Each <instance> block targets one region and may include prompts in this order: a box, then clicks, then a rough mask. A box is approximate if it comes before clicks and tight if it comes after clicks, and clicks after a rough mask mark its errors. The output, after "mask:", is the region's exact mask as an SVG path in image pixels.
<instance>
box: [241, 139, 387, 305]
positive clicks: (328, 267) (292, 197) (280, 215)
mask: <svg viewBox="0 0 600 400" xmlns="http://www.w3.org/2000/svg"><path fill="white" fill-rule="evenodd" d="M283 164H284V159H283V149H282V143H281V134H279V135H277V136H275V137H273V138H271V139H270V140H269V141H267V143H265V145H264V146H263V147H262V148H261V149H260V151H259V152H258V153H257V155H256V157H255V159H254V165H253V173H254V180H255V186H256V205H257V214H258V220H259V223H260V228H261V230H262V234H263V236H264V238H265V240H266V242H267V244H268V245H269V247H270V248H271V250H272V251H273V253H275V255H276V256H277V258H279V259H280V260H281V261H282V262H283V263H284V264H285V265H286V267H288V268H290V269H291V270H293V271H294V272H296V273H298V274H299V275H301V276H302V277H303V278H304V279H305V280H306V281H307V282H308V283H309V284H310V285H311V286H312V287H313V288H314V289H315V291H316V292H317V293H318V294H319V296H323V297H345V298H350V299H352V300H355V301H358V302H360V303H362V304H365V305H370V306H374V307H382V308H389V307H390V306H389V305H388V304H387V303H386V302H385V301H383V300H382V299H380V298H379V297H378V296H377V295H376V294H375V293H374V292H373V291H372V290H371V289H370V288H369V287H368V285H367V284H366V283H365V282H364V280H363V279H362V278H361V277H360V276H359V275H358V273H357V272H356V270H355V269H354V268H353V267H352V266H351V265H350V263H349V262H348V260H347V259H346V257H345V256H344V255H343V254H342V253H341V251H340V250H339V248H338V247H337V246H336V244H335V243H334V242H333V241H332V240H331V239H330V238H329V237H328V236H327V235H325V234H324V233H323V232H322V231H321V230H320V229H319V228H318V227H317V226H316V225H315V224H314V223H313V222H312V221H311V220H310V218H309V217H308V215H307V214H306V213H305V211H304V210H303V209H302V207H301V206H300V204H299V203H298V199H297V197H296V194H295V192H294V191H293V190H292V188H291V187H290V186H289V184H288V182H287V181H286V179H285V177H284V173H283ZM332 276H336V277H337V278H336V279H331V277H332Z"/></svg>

# # # # #

Directions => Reproduce every line of the records above verbatim, with no changes.

Task response =>
Each <instance> block targets one region and may include prompts in this order: a box, then clicks, then a rough mask. A box is approximate if it comes before clicks and tight if it comes after clicks, and clicks after a rough mask mark its errors. The output, after "mask:", is the region's exact mask as an SVG path in image pixels.
<instance>
box: [241, 139, 387, 305]
positive clicks: (328, 267) (292, 197) (280, 215)
mask: <svg viewBox="0 0 600 400" xmlns="http://www.w3.org/2000/svg"><path fill="white" fill-rule="evenodd" d="M283 164H284V159H283V149H282V143H281V134H279V135H277V136H275V137H273V138H271V139H270V140H269V141H267V143H265V145H264V146H263V147H262V148H261V149H260V151H259V152H258V153H257V155H256V157H255V159H254V165H253V173H254V180H255V186H256V205H257V214H258V220H259V223H260V228H261V230H262V234H263V236H264V238H265V240H266V242H267V244H268V245H269V247H270V248H271V250H272V251H273V253H275V255H276V256H277V258H279V259H280V260H281V261H282V262H283V263H284V264H285V265H286V267H288V268H290V269H291V270H293V271H294V272H296V273H298V274H299V275H301V276H302V277H303V278H304V279H305V280H306V281H307V282H308V283H309V284H310V285H311V286H312V287H313V288H314V289H315V291H316V292H317V293H318V294H319V296H323V297H345V298H350V299H352V300H355V301H358V302H360V303H362V304H365V305H370V306H374V307H382V308H389V307H390V306H389V305H388V304H387V303H386V302H385V301H383V300H382V299H380V298H379V297H378V296H377V295H376V294H375V293H374V292H373V291H372V290H371V289H370V288H369V287H368V285H367V284H366V283H365V282H364V280H363V279H362V278H361V277H360V276H359V275H358V273H357V272H356V270H355V269H354V268H353V267H352V266H351V265H350V263H349V262H348V260H347V259H346V257H345V256H344V255H343V254H342V253H341V251H340V250H339V248H338V247H337V246H336V244H335V243H334V242H333V241H332V240H331V239H330V238H329V237H328V236H327V235H325V234H324V233H323V232H322V231H321V230H320V229H319V228H318V227H317V226H316V225H315V224H314V223H313V222H312V221H311V220H310V218H309V217H308V215H307V214H306V213H305V211H304V210H303V209H302V207H301V206H300V204H299V203H298V199H297V197H296V194H295V192H294V191H293V190H292V188H291V187H290V186H289V184H288V182H287V181H286V179H285V177H284V173H283ZM332 276H336V277H337V278H336V279H331V277H332Z"/></svg>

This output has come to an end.